By Katie Bishop, Searchroom Assistant
Along with my colleague Imogen, I am undertaking the task of box listing church Facilities 1947-2002 (Ep 1/98).This means going through parish by parish and making a list of all the facilities we hold. Imogen discusses this work in more details and, crucially, explains what a faculty is in on her blog: An Intro to Faculties @WSRO. On a basic level a faculty has to be submitted every time a church wants to make a change. Whenever a grave space is reserved a faculty is needed, every time cremated remains are interred a faculty is needed, every time a memorial tablet is placed a faculty is needed…you get the idea.
Through this work I have been discovering that they can be a great resource for research and specifically for family history. Imogen briefly touched on this in her blog but I want to explore in more detail how family researches can use them.
While box listing these faculties I came across one from the Commonwealth War Graves Commission. I have seen faculties for war memorials before but hadn’t come across one from the commission itself. It was in relation to St Margaret Church, Ifield, 13th March 1973. They were requesting that a privately placed headstone be removed in favour of a Commonwealth War Grave one, as well as 100 years exclusive right of burial for that soldier. The solider buried was C. E. M Thornton and reading through the faculty gave no more information about this man but it had intrigued me. The document mentioned that there were seven other WW1 soldiers buried at the churchyard, why focus on just one? I wondered if it was possible to find out more about the man, his life and service.

WORK REQUEST 1: Copy the stretch of the faculties blog post from "Through this work" through "can use them.".
WORK REQUEST 2: The faculties blog post gives three specific occasions that each call for a faculty. List them.
WORK REQUEST 3: Pick up the faculties blog post after its final sentence and keep writing.

Referring expression data:

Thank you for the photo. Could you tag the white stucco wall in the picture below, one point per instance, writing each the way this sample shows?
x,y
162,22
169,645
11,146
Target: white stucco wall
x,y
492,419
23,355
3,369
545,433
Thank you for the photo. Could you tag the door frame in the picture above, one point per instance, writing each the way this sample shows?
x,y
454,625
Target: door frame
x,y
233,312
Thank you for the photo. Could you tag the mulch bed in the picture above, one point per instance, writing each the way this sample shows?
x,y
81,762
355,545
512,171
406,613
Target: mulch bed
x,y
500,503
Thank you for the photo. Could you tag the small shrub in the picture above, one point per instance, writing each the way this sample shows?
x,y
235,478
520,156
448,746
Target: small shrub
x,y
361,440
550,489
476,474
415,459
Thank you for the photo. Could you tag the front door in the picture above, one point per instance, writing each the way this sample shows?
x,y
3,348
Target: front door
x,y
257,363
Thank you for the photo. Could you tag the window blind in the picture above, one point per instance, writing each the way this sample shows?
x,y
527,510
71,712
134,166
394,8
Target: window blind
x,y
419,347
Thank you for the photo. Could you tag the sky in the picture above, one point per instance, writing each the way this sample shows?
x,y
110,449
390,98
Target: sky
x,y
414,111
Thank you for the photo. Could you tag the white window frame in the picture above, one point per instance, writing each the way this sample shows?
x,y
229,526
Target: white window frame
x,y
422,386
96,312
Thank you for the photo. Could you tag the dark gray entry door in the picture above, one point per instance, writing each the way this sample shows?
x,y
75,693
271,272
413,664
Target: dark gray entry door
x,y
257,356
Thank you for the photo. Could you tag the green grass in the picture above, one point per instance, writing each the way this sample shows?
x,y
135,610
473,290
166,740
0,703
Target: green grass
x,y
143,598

EXERCISE RESULT 1:
Through this work I have been discovering that they can be a great resource for research and specifically for family history. Imogen briefly touched on this in her blog but I want to explore in more detail how family researches can use them.

EXERCISE RESULT 2:
- A grave space is reserved.
- Cremated remains are interred.
- A memorial tablet is placed.

EXERCISE RESULT 3:
Because C. E. M Thornton was a WW1 burial, I assumed he had died in the war and so my first place to look for more information was the Commonwealth War Graves website. The website lists details of war memorials, cemeteries and has a casualty database of approx. 1.7 million men and women of the commonwealth forces who died during both World Wars. If there is a record for an individual, it will provide details of any grave or memorial. It often details battalion, regiment, service number and sometimes next of kin.
One result came up for a C. E. M Thornton! It told me that the soldiers full name was Private Crusier Eldred Moore Thornton, service number G/12997, died 19/03/1917, aged 41 and served in the 3rd Battalion, Royal Sussex Regiment. He was born in Crawley, Sussex and was the son of Cruiser Thornton and Mary Ann Thornton and husband of Alice Thornton.
It also gave me details of where he was buried (although because of the faculty I already knew that) and links to information regarding the other soldiers buried in the churchyard.
This entry provided a wealth of information. Now knowing his date of death I could work out a date of birth. Also, knowing where he lived and parents’ names meant I could search censuses online and his service number would help in tracing him through military records, both online and at the Record Office.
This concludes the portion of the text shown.